— Working data —
··········

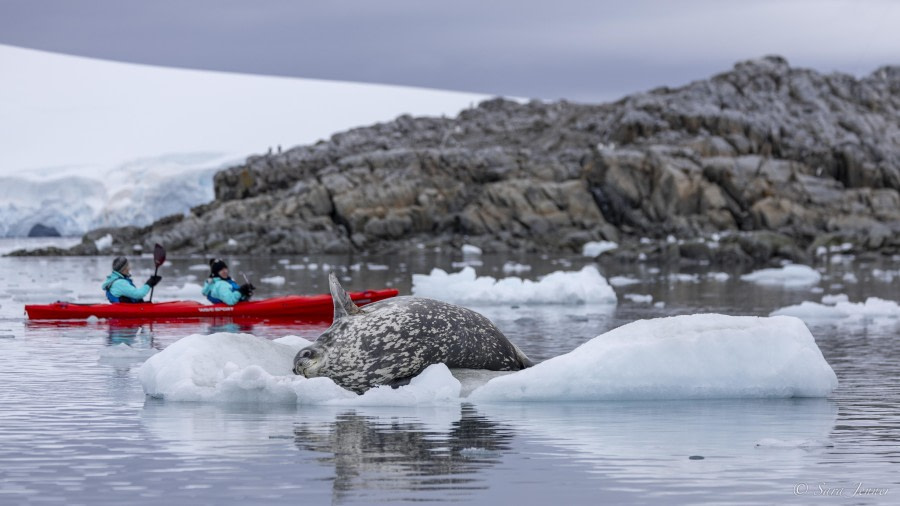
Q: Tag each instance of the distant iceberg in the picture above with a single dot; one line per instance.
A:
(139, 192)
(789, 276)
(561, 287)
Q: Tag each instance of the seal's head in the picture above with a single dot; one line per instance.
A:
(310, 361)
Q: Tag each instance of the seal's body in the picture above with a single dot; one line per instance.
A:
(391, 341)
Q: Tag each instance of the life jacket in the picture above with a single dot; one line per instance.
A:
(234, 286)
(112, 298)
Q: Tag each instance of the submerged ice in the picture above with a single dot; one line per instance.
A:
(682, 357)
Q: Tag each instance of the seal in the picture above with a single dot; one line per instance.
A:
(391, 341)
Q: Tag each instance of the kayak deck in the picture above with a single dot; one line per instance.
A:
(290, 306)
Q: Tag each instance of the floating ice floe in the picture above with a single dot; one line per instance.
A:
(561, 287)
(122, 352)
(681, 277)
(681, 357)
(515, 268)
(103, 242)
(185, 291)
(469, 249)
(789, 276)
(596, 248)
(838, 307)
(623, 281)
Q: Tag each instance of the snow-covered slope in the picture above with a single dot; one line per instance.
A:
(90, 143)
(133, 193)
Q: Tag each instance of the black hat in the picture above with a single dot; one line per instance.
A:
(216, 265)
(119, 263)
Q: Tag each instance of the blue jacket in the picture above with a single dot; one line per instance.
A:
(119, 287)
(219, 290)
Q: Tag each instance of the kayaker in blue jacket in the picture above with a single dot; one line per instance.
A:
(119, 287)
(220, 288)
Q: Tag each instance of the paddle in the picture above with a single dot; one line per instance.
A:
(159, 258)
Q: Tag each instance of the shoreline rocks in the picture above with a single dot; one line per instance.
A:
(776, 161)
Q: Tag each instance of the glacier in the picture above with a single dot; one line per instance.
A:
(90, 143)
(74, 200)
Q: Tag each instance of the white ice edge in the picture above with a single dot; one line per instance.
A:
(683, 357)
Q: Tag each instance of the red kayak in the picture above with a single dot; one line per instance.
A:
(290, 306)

··········

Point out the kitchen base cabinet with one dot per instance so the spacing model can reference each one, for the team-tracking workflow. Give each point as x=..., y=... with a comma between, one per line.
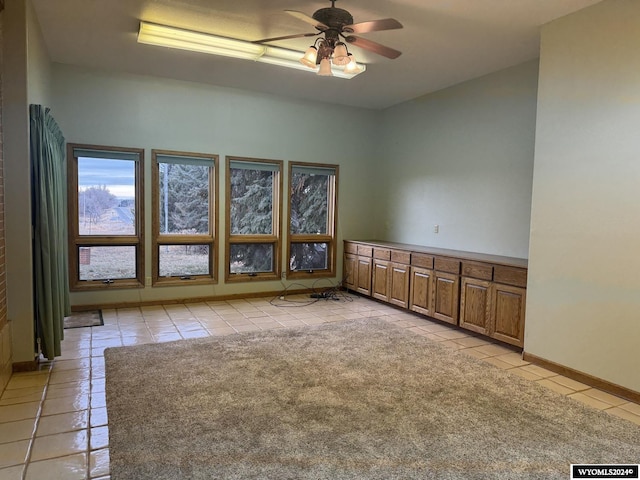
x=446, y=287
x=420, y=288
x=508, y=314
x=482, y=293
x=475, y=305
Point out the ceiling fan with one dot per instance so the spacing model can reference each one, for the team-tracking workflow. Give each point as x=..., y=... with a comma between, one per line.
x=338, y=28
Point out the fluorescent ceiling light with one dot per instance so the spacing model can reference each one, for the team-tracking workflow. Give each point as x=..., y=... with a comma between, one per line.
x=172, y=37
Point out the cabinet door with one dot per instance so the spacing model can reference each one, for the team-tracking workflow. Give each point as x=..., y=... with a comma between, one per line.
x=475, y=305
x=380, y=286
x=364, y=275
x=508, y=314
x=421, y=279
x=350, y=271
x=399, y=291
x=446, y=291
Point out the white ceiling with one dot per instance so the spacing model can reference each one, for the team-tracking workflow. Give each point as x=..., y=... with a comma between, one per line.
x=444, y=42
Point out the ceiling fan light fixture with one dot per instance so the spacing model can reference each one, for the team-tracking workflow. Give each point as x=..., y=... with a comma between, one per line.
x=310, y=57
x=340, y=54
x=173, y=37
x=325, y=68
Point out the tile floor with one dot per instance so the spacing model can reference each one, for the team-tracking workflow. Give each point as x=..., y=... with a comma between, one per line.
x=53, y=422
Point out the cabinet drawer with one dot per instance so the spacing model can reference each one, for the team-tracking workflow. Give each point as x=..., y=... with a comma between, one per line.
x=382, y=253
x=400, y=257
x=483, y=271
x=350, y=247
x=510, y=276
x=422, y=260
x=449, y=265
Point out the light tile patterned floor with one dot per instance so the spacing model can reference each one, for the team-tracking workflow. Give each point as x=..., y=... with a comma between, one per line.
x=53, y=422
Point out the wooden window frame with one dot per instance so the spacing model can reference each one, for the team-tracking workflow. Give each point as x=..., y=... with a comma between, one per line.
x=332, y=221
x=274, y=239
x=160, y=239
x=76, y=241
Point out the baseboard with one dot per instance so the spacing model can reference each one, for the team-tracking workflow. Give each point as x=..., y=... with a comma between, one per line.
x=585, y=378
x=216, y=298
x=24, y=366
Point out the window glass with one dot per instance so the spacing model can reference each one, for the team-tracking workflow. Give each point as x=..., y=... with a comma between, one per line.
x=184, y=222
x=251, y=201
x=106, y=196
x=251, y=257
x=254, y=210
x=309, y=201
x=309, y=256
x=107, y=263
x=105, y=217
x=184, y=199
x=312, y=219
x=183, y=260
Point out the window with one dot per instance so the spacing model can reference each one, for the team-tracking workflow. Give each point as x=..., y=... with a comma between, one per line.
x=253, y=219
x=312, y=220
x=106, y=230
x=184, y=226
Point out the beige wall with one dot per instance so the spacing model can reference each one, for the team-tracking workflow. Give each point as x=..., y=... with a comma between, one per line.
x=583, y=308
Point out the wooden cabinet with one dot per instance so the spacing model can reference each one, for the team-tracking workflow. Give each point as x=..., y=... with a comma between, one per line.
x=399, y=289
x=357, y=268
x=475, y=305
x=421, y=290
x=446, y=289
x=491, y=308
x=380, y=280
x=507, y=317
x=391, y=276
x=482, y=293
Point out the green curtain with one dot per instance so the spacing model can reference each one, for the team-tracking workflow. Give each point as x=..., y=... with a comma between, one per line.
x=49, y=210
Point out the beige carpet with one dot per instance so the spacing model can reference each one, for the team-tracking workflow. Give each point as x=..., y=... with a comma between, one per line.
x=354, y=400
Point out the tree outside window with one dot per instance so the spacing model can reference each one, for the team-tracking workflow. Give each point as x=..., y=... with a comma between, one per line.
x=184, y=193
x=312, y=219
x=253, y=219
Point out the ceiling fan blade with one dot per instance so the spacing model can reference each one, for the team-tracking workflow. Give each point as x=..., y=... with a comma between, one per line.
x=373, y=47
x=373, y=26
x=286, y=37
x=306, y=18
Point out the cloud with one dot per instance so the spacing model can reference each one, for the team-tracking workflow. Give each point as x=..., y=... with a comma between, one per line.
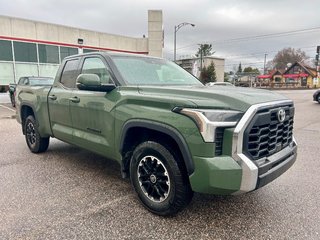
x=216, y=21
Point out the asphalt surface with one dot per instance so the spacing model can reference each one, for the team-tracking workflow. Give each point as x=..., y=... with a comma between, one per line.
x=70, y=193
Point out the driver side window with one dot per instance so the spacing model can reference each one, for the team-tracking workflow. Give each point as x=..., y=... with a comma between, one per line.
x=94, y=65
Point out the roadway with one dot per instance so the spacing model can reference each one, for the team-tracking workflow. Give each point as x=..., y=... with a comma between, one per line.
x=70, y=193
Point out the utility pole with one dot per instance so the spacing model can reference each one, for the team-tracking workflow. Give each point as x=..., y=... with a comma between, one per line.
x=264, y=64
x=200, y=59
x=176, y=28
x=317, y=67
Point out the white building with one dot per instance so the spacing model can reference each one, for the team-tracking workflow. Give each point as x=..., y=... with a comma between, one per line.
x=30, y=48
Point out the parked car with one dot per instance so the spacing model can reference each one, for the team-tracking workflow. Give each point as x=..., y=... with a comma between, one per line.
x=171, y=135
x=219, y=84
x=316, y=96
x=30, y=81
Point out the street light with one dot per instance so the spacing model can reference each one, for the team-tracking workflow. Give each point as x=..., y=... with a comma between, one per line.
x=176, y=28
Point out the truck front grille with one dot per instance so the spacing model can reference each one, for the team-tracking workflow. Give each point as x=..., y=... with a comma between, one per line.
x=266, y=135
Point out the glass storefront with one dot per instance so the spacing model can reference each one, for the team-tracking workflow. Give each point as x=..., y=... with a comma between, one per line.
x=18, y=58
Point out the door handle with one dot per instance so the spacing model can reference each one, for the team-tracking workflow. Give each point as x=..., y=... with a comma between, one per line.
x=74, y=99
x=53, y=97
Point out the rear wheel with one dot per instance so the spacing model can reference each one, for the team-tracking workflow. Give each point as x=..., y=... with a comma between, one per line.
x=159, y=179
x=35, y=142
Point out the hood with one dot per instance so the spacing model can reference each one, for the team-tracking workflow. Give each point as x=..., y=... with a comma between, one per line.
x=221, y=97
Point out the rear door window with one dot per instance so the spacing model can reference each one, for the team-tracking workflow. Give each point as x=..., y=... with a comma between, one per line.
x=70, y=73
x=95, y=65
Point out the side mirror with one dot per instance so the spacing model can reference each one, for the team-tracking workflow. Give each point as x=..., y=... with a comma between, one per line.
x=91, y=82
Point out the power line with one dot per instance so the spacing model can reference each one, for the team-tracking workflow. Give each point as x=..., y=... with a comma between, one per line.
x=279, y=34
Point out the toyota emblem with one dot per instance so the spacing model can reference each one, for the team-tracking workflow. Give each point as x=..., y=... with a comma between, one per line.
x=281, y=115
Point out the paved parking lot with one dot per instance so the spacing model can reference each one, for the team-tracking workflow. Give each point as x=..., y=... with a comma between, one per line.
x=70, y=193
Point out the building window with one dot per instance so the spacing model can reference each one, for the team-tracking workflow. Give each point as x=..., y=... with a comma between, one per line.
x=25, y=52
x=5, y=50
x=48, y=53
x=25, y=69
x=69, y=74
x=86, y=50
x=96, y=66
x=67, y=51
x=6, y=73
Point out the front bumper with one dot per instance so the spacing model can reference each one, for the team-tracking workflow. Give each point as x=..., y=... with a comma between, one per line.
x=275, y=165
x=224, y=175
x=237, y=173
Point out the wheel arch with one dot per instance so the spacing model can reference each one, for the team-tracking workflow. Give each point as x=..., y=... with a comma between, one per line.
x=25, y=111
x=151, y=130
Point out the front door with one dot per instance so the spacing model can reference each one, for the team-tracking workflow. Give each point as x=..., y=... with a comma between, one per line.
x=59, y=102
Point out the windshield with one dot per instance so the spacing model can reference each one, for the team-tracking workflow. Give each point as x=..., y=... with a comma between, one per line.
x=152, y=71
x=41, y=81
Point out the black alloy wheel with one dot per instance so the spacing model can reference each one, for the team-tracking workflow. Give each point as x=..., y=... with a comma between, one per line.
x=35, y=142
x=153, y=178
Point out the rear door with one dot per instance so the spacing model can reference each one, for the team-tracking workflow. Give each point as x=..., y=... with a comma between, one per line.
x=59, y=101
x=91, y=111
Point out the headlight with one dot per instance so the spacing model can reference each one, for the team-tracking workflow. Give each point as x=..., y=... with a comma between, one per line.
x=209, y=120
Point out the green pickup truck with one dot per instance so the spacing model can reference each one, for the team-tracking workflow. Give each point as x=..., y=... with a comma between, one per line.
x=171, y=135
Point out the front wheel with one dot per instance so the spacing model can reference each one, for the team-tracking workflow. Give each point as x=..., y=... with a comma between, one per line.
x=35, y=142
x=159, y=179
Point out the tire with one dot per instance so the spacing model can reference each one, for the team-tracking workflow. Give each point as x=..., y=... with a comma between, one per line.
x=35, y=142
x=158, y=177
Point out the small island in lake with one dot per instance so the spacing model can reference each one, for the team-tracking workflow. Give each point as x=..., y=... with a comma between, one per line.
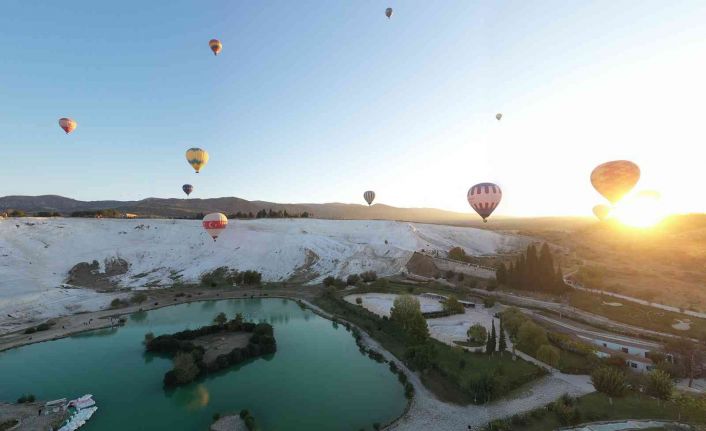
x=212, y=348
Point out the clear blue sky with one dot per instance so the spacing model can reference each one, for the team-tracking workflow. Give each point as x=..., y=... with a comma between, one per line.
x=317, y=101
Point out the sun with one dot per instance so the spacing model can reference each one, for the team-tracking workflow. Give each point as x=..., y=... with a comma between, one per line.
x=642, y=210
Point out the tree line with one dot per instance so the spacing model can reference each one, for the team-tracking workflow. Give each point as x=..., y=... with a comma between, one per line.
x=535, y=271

··········

— Your instructions —
Above are the entries; copy every line among them that contains the word "jacket".

— Written solution —
Q: Tag each instance of the life jacket in the picture above with a single dot; one line per instance.
Q: Tag each instance of the blue jacket in the picture above with a single dot; one line per instance.
Q: Tag each instance of the kayaker in blue jacket in the picture above with a single dot; one line per instance.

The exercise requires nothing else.